SOURCE DATA Start Marker
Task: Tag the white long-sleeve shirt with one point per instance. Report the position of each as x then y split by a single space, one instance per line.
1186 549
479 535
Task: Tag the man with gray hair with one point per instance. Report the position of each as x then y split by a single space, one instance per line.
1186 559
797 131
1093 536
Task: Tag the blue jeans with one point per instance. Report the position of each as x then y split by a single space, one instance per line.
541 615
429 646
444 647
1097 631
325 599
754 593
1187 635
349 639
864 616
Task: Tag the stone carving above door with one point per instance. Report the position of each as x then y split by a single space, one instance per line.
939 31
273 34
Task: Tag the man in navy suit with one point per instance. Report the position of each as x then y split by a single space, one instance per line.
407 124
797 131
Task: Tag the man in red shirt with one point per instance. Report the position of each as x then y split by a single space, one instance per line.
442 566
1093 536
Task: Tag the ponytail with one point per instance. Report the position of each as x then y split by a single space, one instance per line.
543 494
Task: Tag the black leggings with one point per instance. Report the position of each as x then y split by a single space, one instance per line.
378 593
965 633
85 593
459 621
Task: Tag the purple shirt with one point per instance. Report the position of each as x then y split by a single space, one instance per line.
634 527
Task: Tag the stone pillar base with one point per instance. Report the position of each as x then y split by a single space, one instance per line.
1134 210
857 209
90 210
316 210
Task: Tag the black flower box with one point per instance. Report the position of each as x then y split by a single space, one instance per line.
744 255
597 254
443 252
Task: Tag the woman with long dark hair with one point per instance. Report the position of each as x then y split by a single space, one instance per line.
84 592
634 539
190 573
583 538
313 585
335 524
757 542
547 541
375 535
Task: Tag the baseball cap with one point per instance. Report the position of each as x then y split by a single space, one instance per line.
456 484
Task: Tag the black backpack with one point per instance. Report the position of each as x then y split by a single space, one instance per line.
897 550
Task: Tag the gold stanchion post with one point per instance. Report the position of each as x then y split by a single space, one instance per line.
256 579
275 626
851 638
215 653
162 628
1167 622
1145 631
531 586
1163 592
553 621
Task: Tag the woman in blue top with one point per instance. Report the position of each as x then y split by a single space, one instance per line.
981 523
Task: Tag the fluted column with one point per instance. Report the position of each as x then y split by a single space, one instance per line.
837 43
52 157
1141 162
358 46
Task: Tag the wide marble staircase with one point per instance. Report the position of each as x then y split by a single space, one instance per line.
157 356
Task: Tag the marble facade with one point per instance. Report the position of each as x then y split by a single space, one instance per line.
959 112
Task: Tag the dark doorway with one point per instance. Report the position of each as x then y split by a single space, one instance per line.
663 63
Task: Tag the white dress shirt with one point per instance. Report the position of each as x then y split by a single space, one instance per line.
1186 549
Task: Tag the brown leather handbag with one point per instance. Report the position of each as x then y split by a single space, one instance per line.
SOURCE DATA End Marker
[WHAT YOU SHOULD DO] Your reply should be the material above, repeated word for word.

[THE ANSWER]
Task: Tag the white long-sleeve shirt with one point per instance. Report the position of each as x then y split by a single space, one instance per line.
1186 549
479 535
Task: Tag the man with gray hair with one point per instance. Report the position of each as x then y split by a single space, one instance per line.
1186 559
797 131
1093 536
Task: Tag the blue jeans with one point per instance. Report the position of each as x then y split by a single space, one instance per line.
541 615
429 646
444 647
1097 631
325 599
754 593
1187 635
349 639
864 616
Task: Tag the stone carving above door with one point per instance. Report the position of each as x then y split by a single space, one instance per line.
939 31
273 34
Task: Tag the man in navy suit with one point per instance. Report the position of each as x then y split by a single space, one instance per line.
407 124
797 131
Task: Tag the man in red shirt with one point per instance. Report the position of each as x then y split by a single space, one instance per line.
442 566
1093 536
Task: Tag the ponytail with one point per instance. Report the position of each as x then y split by a single space, one instance per line.
543 494
Task: Tag the black leggings with one point per instance. Report the position of each as x then y split by a single space, one instance per line.
378 593
965 633
85 593
459 621
Task: Tag the purple shirt with one point per instance. Report the position of each as x then y split by a single space, one instance per line.
634 527
Task: Tag the stone pillar base with one point per instance. Report the position of each as x then y split by a single space, one instance per line.
1134 210
857 209
90 210
316 210
Task: Tag the black flower box with one point per instance. Report the position of each as x then y split by a single space, one instance per line.
744 255
597 254
443 252
Task: Tag the woman with long dark hair with one point per instance. Report the position of each as x then y split by a single space, one instance per line.
84 592
634 539
190 573
583 538
313 585
335 524
757 542
547 541
375 535
Task: Tag the baseball cap with one point per instance. Report the position of each as x then y split by a single space, one instance per line.
456 484
Task: Tag the black backpack with one point per instance. Report the position of each as x then y split by a single space, one instance per line.
897 550
Task: Tag the gold stanchion post with one point per instance. Report the position of each as x then y split by a single space, one instance per line.
256 579
275 626
851 638
215 653
162 628
1167 622
1145 631
531 586
1163 592
553 621
Task: Tag the woman in blue top with one point per instance. Report the position of each as x then y split by a single space, one instance per line.
981 523
Task: Tag the fluted column with one point per instance. Report the position of each as x then y split by a single space, one instance per line.
837 43
52 157
1141 162
358 46
Task: Tag the wide marble staircase with one point per instance. Report the position of each as x then y split by a single space, one instance per line.
157 356
Task: Tag the marble facade with one point per instance. Report the position of each as x then y split by a single space, one instance per line.
959 112
Task: Tag the dark doorway with one point per instance. Report the position of each as x then y split by a single space, one instance per line.
663 63
Task: Tag the white dress shirt with one point per instance. Report the position of each as x then y split by a single space, one instance per line.
1186 549
Task: Tag the brown leather handbag with one point per instance. Report the position of each as x then y split by a single space, one instance per line.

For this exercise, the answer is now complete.